→ **WHAT IS ASKED**:
Pull out each line in the listing below that contains the string "white", matching case exactly.

→ **PROVIDED MATERIAL**:
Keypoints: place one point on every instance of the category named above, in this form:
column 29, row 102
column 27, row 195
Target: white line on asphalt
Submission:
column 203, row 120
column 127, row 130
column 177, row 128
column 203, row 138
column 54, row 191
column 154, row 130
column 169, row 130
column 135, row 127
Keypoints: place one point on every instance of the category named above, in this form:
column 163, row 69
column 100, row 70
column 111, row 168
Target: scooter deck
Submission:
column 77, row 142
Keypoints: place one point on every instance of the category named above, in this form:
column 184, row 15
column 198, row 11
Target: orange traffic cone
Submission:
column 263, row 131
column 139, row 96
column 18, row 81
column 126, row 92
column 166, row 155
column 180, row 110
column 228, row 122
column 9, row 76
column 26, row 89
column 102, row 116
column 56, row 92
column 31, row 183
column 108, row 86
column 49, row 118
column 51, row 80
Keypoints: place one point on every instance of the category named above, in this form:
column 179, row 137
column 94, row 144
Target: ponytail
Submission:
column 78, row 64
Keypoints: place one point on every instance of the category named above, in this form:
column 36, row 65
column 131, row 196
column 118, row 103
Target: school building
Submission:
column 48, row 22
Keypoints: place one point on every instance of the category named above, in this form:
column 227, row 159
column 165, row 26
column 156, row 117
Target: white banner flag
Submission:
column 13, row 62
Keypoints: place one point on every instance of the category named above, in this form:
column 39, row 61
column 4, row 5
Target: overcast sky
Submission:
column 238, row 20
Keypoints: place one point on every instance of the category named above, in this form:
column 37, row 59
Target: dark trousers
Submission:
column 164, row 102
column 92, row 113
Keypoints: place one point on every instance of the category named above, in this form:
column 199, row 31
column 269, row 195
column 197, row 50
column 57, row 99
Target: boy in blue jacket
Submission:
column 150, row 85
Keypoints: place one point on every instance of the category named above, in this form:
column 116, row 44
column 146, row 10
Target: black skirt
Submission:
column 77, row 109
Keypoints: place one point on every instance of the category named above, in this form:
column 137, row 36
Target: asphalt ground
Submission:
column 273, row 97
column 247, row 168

→ **TASK OUTPUT**:
Target: white line on asphalt
Target: white banner flag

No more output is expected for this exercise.